**KUTIPAN DOKUMEN**.
╭──

Festival Arakan Pengantin Wujud Lestarikan Budaya Pontianak
Kegiatan Festival arakan pengantin Pontianak digelar di Jalan A Yani Pontianak, Minggu (27/10).
Foto: ANTARA/DediPONTIANAK - Festival arakan pengantin di Kota Pontianak, Kalimantan Barat kembali dihadirkan sebagai wujud untuk melestarikan adat dan budaya melayu di daerah tersebut.
"Hal yang paling penting dari kegiatan ini adalah pelestarian adat dan budaya Melayu Pontianak khususnya yang ada dalam prosesi pernikahan. Oleh karena itu kita punya kewajiban untuk memelihara dan melestarikannya,"ujar Penjabat Wali Kota Pontianak, Ani Sofian di Pontianak, Minggu.
Ia menjelaskan bahwa arakan pengantin Pontianak sudah diakui secara nasional sebagai Warisan Budaya Takbenda (WBTB) tahun 2017. Untuk pelestarian dan tetap terjaga festival menjadi bagian penting untuk dilakukan.
"Semoga Festival Arakan Pengantin terus berkembang dan dikemas secara maksimal sehingga bisa mengundang banyak wisatawan yang datang untuk menyaksikan keistimewaan yang dimiliki kota ini," harapnya.

╰──

**DATA YANG DISEDIAKAN**.
╭──

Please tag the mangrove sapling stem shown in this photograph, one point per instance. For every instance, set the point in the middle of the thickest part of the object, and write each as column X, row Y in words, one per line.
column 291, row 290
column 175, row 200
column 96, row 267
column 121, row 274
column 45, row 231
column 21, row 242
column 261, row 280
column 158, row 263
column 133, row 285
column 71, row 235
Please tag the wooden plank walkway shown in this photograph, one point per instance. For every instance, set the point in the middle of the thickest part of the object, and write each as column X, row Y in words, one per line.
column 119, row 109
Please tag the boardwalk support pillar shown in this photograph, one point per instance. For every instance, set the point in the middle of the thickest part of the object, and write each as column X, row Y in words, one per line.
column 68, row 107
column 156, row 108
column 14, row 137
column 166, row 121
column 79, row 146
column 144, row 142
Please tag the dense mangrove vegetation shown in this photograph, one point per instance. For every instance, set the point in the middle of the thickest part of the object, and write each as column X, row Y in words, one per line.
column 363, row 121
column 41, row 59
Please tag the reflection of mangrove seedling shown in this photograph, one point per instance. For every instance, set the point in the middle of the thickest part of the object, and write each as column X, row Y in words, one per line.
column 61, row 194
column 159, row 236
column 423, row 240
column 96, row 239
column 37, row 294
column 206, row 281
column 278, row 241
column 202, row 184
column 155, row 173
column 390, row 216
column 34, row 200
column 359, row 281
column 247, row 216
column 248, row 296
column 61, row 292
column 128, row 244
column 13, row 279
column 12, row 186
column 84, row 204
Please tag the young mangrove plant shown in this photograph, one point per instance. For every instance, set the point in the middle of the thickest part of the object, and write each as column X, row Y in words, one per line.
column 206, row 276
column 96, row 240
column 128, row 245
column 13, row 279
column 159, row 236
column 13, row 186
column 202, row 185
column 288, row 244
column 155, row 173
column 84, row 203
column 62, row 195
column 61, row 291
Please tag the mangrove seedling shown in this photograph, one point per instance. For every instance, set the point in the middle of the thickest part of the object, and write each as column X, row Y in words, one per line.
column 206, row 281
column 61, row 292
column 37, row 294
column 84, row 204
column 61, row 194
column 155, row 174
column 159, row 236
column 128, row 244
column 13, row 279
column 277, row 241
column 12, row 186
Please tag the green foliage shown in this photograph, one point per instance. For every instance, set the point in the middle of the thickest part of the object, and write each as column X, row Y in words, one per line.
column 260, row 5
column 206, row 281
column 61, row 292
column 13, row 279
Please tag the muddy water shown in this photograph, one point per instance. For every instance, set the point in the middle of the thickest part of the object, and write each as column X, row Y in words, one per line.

╰──

**TUGAS YANG DIBERIKAN**.
Tuliskan ulang tanpa perubahan seluruh isi kutipan dokumen mulai dari "Foto: ANTARA/DediPONTIANAK - Festival" hingga "di Pontianak, Minggu.". Data ini berasal dari sumber yang berbeda.

**JAWABAN DI BAWAH**.
Foto: ANTARA/DediPONTIANAK - Festival arakan pengantin di Kota Pontianak, Kalimantan Barat kembali dihadirkan sebagai wujud untuk melestarikan adat dan budaya melayu di daerah tersebut.
"Hal yang paling penting dari kegiatan ini adalah pelestarian adat dan budaya Melayu Pontianak khususnya yang ada dalam prosesi pernikahan. Oleh karena itu kita punya kewajiban untuk memelihara dan melestarikannya,"ujar Penjabat Wali Kota Pontianak, Ani Sofian di Pontianak, Minggu.